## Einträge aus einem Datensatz
::::::::
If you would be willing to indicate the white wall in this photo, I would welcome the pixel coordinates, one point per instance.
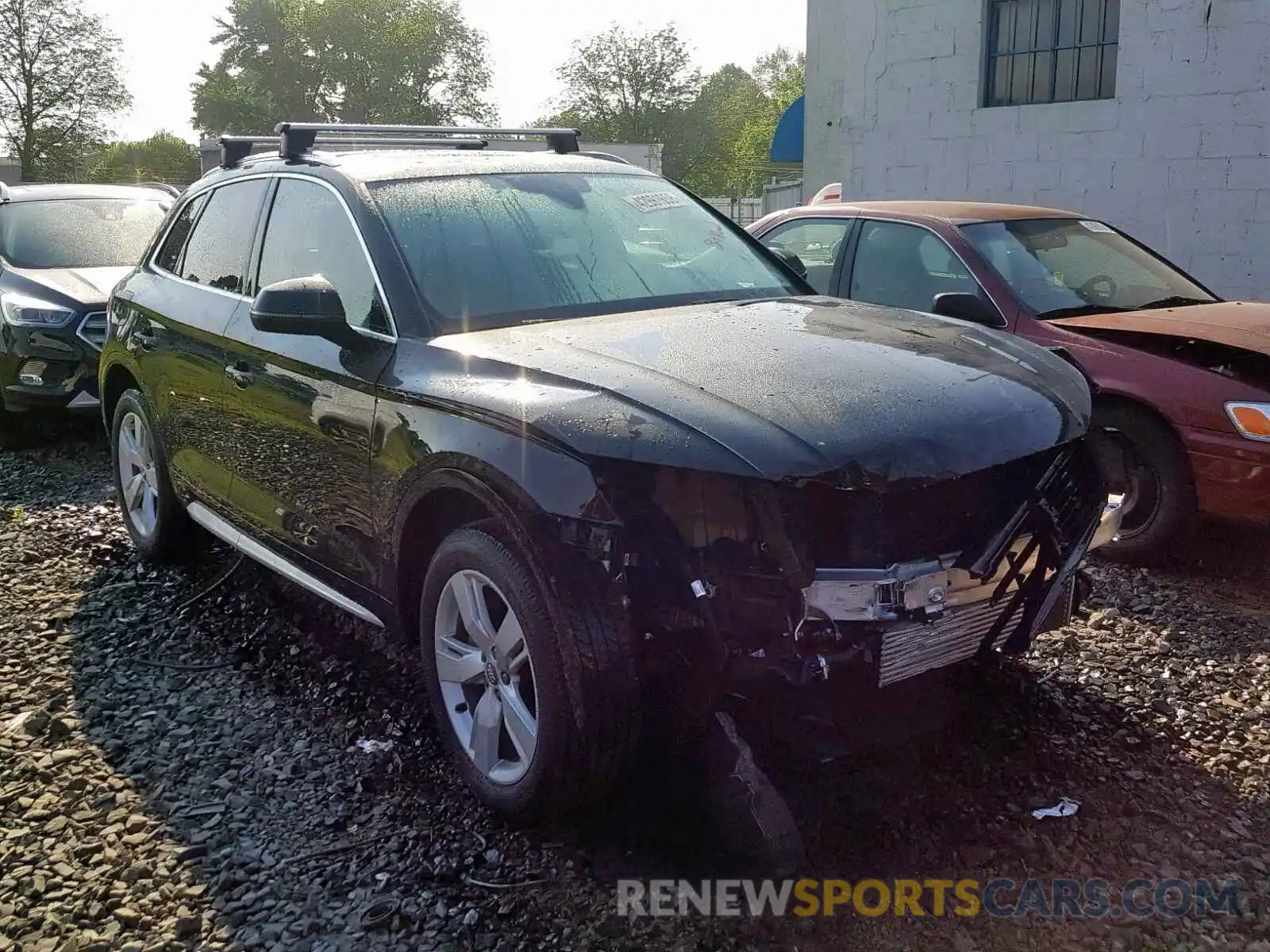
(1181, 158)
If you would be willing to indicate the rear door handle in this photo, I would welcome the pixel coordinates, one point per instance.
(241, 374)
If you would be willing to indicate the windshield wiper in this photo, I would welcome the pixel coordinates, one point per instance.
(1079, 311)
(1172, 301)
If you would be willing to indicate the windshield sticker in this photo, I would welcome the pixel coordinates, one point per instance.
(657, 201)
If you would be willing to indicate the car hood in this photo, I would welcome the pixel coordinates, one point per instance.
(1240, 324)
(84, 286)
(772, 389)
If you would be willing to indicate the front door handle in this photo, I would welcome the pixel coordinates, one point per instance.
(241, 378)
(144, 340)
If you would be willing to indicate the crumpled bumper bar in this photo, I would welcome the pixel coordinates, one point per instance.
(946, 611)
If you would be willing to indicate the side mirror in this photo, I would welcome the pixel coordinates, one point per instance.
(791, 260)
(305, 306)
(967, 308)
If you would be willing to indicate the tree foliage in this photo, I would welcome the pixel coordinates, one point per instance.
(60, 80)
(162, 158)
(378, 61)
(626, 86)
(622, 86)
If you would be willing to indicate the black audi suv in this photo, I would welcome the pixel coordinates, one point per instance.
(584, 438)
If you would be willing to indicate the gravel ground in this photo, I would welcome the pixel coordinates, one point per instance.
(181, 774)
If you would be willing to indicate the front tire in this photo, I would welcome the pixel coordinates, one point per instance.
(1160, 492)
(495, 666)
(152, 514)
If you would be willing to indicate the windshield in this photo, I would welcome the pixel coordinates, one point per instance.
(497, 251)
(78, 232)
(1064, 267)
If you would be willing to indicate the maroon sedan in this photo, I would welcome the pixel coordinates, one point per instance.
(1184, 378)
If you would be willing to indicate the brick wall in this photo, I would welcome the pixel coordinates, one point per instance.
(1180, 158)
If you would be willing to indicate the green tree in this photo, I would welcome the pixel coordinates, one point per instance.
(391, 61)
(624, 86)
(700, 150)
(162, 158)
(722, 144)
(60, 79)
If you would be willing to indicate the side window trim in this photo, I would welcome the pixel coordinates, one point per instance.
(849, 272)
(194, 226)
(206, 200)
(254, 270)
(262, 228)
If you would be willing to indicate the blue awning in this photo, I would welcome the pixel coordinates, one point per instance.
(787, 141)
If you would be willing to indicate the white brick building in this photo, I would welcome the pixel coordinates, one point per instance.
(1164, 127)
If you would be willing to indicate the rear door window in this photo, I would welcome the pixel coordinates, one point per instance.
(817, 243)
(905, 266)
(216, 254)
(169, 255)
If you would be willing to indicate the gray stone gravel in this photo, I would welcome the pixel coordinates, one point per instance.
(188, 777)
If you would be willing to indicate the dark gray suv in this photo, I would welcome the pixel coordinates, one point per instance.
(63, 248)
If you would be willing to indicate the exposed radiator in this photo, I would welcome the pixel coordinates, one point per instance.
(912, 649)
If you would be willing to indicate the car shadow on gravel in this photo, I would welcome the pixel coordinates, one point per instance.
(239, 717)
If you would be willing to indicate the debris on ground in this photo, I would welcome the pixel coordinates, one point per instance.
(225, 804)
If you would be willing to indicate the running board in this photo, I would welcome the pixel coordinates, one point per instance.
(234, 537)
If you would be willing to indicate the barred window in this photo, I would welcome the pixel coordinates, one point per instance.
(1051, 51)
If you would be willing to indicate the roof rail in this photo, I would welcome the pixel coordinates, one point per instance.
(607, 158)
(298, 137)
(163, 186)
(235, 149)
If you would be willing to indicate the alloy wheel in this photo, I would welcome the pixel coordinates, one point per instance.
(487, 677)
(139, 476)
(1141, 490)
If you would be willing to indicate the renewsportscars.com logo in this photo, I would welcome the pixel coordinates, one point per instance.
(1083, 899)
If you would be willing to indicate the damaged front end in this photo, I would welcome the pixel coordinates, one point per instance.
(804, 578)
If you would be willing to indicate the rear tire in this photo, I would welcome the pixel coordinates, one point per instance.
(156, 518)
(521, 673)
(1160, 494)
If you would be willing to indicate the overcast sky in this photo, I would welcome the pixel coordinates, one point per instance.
::::::::
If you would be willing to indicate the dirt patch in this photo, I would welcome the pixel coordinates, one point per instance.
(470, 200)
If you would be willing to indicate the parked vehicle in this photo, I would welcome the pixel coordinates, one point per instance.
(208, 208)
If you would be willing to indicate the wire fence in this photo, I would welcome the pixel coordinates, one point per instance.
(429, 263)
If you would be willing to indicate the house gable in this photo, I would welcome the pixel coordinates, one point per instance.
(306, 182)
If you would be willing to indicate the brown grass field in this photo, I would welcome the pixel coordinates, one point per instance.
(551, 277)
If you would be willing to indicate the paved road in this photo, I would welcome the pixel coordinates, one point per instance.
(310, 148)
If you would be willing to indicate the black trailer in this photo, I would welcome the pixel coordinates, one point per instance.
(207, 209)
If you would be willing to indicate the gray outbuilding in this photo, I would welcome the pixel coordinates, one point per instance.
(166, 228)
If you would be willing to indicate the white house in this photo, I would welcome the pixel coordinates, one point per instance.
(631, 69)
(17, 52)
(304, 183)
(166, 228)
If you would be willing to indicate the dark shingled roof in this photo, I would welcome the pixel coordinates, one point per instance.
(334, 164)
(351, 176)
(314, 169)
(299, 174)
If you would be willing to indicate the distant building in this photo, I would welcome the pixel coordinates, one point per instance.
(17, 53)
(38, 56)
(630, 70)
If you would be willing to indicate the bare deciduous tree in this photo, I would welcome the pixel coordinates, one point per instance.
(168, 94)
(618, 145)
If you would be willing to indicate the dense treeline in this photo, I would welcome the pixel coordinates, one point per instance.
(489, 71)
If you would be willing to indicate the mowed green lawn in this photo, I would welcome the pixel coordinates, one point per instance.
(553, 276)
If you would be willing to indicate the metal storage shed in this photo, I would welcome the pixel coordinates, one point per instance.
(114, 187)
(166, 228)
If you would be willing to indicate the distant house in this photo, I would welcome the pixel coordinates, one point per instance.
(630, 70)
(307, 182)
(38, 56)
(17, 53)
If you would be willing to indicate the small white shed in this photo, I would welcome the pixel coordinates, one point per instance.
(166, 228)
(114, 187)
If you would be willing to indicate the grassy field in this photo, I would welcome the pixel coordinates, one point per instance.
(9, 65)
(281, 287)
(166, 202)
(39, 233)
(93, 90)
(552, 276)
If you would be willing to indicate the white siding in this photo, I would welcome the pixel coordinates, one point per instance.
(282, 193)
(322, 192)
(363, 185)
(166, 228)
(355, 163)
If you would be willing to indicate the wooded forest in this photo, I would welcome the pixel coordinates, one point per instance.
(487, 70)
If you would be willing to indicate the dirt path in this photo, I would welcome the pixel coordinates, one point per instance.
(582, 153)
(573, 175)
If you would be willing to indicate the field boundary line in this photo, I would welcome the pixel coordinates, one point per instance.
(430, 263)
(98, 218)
::::::::
## Arbeitsauftrag
Entnehmen Sie den obigen Daten jede Zeile, in der das Wort „rear“ vorkommt.

## Das Ergebnis
If you would be willing to indicate the rear door handle in this photo, I would welcome the pixel coordinates, one point per instance.
If you would be willing to indicate the rear door window in this photo, I would welcome the pixel coordinates, one point per instance.
If you would be willing to indicate the rear tire in this photo, I would welcome the pixel coordinates, one point per instance.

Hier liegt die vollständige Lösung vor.